• **Selected extract**
Start of Block
Dealing with parents passing???

Posted by Adventurous_Cloud_20@reddit | Xennials | View on Reddit | 35 comments

This is a rough one. Obviously not everyone has a great relationship with their parents, I do and I count myself extremely fortunate in that.

The man I call "Dad" is actually my stepfather. He married my mom when I was 9 and my kid brother was 4. He formally adopted us a year later. He is, and always will be, my dad.

Since August he hasn't been feeling like himself. Slowing down, losing weight, in pain lot, but just associated it with getting older (he's 73) and went about his days. Just after Labor Day, he asked mom to take him to the ER, he hasn't been to the hospital, doctor's office, what have you, since 1988. I won't go into serious detail, but after that visit, tons of visits to specialists, and a biopsy and rounds of testing yesterday that only confirmed what we already knew, he's at an advanced stage of prostate cancer that's spread aggressively in the general area down there.

During the scans, they also found spots on his liver and lungs which probably aren't related to the prostate cancer, but are definitely issues in their own right that would also need treatment.

The point is, he's going to die. The chances of successfully treating his prostate cancer alone are very low, the oncologist told him so. Because it's spread everywhere, removal would be extremely difficult, and radiation wouldn't be effective enough to shrink it down before it's too late. It's already too late. They're proposing hospice care and he's already accepted what's going to happen.

I haven't.

I can't wrap my head around the fact that he's going to be gone. I know it's part of life, I've always known I'd have to deal with my parents passing at some point, we all do sooner or later, but I just can't see him not being here by Christmas. I can't make myself see that it's happening. Every time I try to talk about it I break down into a sobbing mess. I'm a big strong man, a Navy man, a career railroader, I'm tough as nails, I'm not supposed to cry. Crying is for wussies who can't handle the real world.
End of Block
• **Instructions to follow**
Write the next part of the Reddit post about the father's terminal cancer diagnosis, continuing after its last sentence.

• **Given information**
Start of Block
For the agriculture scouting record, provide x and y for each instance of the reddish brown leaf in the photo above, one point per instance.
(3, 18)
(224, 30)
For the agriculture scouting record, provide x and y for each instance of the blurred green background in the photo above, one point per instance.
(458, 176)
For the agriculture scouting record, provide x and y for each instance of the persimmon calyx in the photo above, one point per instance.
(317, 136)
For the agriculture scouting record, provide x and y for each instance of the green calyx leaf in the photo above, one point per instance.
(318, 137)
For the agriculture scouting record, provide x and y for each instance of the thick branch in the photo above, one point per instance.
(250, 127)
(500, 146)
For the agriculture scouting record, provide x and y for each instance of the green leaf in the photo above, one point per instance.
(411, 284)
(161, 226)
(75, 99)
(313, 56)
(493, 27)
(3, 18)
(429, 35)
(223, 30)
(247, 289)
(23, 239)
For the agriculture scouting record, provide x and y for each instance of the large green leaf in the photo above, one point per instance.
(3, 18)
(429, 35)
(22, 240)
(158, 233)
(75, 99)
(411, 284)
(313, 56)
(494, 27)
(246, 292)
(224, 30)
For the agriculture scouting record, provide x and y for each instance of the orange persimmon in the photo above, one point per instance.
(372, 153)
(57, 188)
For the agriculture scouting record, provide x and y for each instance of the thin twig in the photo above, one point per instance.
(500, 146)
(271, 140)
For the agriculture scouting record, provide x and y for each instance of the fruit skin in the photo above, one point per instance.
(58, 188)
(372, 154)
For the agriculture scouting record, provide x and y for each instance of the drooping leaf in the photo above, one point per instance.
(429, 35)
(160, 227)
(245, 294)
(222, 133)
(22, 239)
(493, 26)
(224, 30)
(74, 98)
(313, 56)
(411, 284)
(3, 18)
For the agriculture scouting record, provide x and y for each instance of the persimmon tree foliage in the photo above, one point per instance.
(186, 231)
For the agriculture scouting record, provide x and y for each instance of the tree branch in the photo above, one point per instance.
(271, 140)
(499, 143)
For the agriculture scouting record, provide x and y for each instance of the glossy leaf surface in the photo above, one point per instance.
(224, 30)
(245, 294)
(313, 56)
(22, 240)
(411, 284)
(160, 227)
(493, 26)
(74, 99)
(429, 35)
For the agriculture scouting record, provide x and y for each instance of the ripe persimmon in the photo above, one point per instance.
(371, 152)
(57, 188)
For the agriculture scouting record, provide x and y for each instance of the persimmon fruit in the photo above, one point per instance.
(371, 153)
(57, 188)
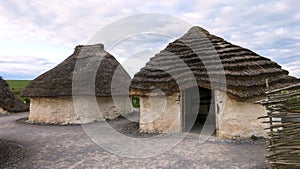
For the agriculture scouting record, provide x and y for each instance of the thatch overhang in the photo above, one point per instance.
(84, 62)
(8, 100)
(214, 63)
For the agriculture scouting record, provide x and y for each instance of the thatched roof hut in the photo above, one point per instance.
(52, 94)
(229, 78)
(58, 81)
(8, 101)
(245, 71)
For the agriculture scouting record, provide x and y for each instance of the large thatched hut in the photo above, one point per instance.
(66, 94)
(228, 78)
(9, 103)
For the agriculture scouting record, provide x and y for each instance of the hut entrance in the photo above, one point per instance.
(196, 108)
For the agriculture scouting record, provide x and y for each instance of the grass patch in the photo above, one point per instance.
(17, 84)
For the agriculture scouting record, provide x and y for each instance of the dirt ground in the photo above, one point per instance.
(52, 146)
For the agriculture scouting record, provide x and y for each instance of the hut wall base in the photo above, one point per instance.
(160, 114)
(60, 110)
(239, 119)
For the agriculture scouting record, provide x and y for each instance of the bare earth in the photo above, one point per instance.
(51, 146)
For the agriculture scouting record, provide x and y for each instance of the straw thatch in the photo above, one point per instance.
(8, 100)
(198, 51)
(87, 60)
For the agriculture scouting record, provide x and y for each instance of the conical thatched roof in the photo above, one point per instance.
(94, 69)
(8, 100)
(245, 71)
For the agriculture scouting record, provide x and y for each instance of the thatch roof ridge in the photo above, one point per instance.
(58, 81)
(245, 71)
(8, 100)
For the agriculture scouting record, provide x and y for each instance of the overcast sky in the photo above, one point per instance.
(37, 35)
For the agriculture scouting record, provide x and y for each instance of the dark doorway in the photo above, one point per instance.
(197, 102)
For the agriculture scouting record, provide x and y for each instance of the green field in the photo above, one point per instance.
(17, 86)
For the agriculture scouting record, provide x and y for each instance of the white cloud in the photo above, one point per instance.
(267, 27)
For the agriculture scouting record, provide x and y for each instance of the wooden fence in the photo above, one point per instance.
(283, 107)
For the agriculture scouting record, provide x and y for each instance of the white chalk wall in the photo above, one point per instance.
(60, 110)
(236, 119)
(160, 114)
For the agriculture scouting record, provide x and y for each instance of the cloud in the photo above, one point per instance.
(10, 69)
(269, 28)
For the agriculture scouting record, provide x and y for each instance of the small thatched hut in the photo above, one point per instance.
(9, 103)
(84, 76)
(229, 80)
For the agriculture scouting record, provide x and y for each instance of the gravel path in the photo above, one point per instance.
(50, 146)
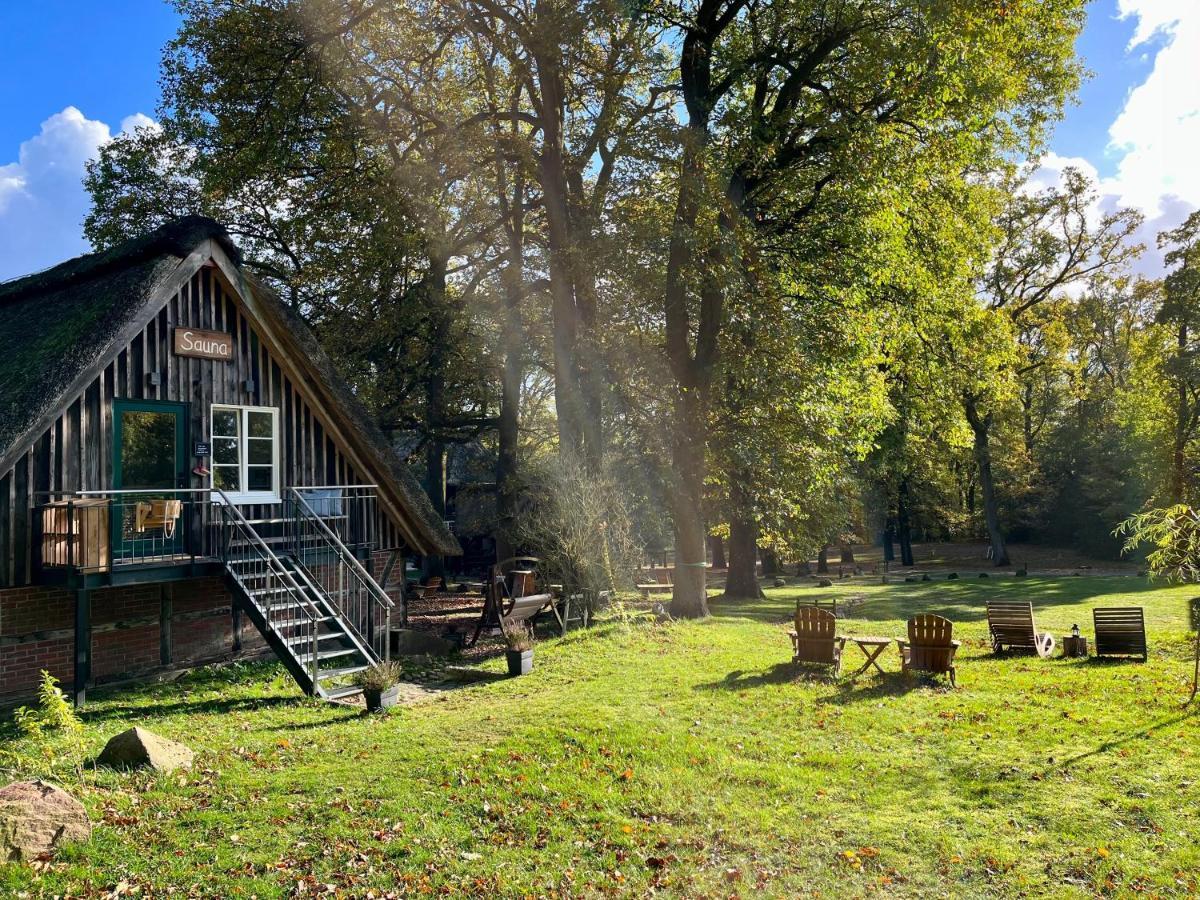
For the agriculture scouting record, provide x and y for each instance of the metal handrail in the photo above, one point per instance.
(343, 551)
(265, 551)
(351, 568)
(232, 514)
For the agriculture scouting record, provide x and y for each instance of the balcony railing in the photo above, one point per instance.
(97, 531)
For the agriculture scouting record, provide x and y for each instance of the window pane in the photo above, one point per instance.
(225, 421)
(261, 451)
(226, 478)
(261, 425)
(148, 449)
(225, 450)
(259, 478)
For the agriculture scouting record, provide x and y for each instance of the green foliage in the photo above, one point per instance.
(53, 732)
(577, 523)
(381, 677)
(517, 637)
(1174, 535)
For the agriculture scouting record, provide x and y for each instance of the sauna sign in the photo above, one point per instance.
(203, 345)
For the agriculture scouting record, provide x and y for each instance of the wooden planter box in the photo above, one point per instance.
(82, 539)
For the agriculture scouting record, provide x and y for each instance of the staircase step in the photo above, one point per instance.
(297, 621)
(264, 592)
(307, 640)
(268, 539)
(325, 654)
(349, 690)
(329, 675)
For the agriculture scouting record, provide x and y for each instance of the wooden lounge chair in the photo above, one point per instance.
(157, 514)
(1120, 631)
(831, 605)
(1011, 623)
(816, 640)
(930, 647)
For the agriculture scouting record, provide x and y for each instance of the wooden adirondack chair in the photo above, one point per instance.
(815, 639)
(157, 514)
(1011, 623)
(930, 647)
(1120, 631)
(831, 605)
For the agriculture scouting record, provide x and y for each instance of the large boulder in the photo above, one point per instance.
(137, 748)
(37, 817)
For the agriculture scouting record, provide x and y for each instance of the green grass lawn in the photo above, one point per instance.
(689, 759)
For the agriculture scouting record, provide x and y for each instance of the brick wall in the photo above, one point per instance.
(37, 631)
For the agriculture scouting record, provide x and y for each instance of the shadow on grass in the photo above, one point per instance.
(779, 673)
(155, 707)
(1116, 743)
(963, 600)
(892, 684)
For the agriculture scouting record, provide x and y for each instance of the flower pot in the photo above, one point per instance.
(520, 661)
(379, 700)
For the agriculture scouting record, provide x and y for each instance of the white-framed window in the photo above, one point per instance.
(246, 453)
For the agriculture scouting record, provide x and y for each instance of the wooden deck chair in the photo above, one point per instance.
(816, 640)
(660, 581)
(1011, 623)
(157, 514)
(1120, 631)
(930, 647)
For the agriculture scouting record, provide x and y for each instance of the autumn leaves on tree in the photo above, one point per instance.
(724, 232)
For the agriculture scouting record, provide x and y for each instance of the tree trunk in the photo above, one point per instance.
(742, 582)
(981, 426)
(1027, 417)
(717, 551)
(904, 526)
(769, 562)
(435, 399)
(508, 427)
(552, 177)
(689, 597)
(1182, 415)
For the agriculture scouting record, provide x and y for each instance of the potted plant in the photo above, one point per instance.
(520, 653)
(381, 685)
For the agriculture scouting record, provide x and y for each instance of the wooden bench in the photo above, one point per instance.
(525, 609)
(1120, 631)
(1011, 623)
(508, 599)
(930, 647)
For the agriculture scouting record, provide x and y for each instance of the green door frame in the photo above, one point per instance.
(120, 547)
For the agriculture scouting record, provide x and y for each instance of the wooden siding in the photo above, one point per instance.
(75, 454)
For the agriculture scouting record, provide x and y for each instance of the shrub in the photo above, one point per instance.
(379, 677)
(579, 526)
(53, 727)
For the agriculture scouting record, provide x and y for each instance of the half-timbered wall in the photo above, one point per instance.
(76, 453)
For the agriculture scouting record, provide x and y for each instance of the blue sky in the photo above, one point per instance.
(76, 72)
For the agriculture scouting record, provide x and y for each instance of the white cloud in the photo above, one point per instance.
(1157, 133)
(42, 202)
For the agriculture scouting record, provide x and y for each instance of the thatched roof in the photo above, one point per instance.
(59, 324)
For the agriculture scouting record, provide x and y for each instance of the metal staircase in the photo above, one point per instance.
(307, 594)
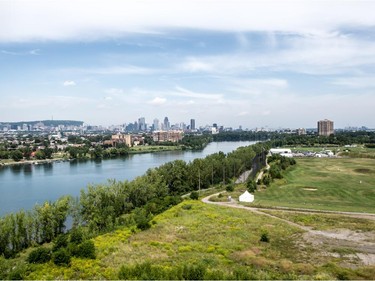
End of Block
• **Task result**
My dad's dying, he's in pain, he can't go out to do chores, he can't drive up town for coffee. He can't check fences, or check his cows, he can't climb up into the combine for harvest. We (his 4 sons) have done all the harvest, and between us and the neighbors we got everything done as of yesterday. He's happy that we've got the season finished out and mom won't have to worry about bills. 2025 is his last harvest and he didn't get to do anything. Yeah, I cried like a baby when I hauled in the last load last night. I couldn't even walk into the elevator office and get the scale ticket, the scale operator brought it out to the truck.

I don't know how to cope. My dad will be gone. Is it knowing ahead of time that's making it worse? Death on a schedule? Is it knowing what he's going to go through and dreading that for him, but also dreading watching it? I don't know.

I've lost loved ones before, grandparents, aunts, uncles, cousins, friends, but this is different and I don't know why.

How'd you all deal with it? I'm played out and he's not even gone yet.